▶ [Data in this exercise]:
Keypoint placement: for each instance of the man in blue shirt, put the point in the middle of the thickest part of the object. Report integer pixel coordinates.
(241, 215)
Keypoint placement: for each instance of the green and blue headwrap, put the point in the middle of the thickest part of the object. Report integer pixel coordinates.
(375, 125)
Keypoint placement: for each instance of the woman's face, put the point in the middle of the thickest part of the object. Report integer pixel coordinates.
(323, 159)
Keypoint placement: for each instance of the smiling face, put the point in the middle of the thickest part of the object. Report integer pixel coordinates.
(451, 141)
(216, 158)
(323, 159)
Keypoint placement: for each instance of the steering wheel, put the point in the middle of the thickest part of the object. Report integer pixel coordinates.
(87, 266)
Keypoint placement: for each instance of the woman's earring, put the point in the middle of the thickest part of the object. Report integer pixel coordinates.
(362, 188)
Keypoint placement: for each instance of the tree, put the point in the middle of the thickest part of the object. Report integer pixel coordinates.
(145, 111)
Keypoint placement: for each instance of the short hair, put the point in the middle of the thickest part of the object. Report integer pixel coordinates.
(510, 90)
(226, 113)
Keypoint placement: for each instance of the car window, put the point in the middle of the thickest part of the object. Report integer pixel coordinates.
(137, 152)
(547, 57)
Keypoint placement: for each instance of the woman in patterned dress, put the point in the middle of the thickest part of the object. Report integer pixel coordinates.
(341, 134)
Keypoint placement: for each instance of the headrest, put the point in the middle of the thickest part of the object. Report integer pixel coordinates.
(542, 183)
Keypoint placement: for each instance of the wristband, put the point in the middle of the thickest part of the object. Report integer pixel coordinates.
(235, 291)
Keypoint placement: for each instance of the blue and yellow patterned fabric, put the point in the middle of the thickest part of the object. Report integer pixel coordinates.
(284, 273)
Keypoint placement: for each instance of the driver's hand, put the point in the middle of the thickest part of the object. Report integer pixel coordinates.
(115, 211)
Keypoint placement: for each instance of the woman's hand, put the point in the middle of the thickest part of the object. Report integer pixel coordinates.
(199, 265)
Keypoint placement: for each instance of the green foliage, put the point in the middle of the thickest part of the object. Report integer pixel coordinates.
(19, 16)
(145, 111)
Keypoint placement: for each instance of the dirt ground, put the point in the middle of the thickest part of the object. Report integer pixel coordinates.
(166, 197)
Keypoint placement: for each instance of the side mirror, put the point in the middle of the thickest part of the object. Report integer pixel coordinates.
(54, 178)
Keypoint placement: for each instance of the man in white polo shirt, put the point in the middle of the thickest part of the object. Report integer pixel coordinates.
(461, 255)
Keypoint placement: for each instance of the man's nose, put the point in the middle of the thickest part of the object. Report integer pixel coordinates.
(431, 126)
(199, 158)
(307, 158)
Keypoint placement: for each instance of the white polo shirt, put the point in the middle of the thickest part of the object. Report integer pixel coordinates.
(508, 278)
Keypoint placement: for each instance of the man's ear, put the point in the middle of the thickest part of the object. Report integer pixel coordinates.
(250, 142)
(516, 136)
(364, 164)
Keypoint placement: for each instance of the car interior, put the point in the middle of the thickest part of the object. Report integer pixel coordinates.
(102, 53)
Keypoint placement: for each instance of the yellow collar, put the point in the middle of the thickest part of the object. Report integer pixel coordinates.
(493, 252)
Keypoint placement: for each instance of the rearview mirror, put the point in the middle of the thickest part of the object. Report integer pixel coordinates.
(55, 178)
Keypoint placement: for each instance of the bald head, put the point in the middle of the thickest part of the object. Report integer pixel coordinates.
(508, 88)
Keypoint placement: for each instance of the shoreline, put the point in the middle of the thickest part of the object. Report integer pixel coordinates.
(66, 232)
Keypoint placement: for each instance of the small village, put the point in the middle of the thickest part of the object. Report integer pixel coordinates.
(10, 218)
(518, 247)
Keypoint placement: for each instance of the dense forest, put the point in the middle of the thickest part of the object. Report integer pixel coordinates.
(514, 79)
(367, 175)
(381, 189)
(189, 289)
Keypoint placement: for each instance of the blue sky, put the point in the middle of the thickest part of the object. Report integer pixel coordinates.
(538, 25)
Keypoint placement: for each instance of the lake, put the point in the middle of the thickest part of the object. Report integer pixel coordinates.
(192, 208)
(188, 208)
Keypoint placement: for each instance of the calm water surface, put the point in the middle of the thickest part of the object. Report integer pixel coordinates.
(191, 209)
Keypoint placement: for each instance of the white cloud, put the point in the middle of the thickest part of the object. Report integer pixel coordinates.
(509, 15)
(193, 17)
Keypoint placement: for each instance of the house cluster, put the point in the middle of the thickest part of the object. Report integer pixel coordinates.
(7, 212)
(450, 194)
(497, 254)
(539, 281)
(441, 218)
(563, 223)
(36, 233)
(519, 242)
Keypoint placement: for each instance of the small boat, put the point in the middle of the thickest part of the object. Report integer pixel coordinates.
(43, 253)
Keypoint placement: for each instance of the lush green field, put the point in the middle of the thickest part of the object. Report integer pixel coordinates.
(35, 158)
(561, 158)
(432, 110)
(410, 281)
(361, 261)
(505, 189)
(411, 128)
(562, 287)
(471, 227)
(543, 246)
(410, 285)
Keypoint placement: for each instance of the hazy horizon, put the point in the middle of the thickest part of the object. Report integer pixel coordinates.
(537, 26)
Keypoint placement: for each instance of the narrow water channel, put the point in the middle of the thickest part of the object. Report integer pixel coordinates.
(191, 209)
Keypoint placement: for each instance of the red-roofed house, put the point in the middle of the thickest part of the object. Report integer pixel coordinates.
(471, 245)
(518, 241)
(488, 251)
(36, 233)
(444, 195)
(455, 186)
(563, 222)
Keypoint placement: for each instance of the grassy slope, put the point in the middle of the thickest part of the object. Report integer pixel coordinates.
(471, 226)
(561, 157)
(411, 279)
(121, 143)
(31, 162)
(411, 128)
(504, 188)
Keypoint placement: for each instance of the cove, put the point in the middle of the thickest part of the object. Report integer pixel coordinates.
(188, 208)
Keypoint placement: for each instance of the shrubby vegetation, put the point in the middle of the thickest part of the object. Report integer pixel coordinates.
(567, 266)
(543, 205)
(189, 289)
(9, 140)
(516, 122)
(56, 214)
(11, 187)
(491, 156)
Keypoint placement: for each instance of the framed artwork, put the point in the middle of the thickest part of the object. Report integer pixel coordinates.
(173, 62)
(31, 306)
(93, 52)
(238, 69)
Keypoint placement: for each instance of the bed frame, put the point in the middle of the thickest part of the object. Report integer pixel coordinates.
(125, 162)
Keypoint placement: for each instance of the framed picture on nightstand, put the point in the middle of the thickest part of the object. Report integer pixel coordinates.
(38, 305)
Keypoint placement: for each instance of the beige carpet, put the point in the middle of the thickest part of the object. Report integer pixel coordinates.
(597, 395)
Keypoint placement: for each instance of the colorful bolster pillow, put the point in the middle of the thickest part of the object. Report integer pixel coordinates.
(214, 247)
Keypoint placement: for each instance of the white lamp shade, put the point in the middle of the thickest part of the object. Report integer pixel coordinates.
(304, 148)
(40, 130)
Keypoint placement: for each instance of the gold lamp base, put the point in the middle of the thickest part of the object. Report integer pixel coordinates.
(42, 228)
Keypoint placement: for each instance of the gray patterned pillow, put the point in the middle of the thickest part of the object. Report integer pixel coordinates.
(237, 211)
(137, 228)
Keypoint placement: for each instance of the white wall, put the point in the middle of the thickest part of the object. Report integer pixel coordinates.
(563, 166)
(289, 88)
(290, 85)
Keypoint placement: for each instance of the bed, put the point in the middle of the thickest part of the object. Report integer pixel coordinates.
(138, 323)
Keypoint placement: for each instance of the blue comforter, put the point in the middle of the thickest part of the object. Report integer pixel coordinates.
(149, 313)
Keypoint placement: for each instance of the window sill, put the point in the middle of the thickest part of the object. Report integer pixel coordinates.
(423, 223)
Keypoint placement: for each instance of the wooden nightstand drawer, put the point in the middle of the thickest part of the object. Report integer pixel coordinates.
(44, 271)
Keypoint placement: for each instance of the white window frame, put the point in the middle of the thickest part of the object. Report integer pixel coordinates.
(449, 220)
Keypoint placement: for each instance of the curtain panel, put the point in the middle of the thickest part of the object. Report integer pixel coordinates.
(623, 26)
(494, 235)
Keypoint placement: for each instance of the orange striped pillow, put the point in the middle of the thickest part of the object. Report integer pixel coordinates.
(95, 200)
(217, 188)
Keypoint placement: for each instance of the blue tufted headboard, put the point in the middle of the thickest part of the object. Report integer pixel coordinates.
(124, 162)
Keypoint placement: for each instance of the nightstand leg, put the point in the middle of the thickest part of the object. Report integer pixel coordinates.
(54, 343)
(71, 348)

▶ [Objective]: Exactly and only the lines from the line containing "Keypoint placement: for each instance of the curtain" through the last line of the entries should be copied, both ends included.

▶ [Correct result]:
Keypoint placement: for each instance of the curtain panel, put the point in the middle of the thickest part of the object. Report integer pixel coordinates.
(623, 26)
(494, 235)
Keypoint placement: for each instance of the orange striped pillow, put the point in the middle of the thickest part of the object. Report integer pixel coordinates.
(95, 200)
(217, 188)
Keypoint placement: for each instance of the blue tufted headboard, put the point in the middle of the thickest part of the object. Report integer pixel coordinates.
(124, 162)
Keypoint placement: for each instance of the nightstand leg, put the point in the middle of the thickest part of the object. Report integer pixel coordinates.
(54, 343)
(71, 348)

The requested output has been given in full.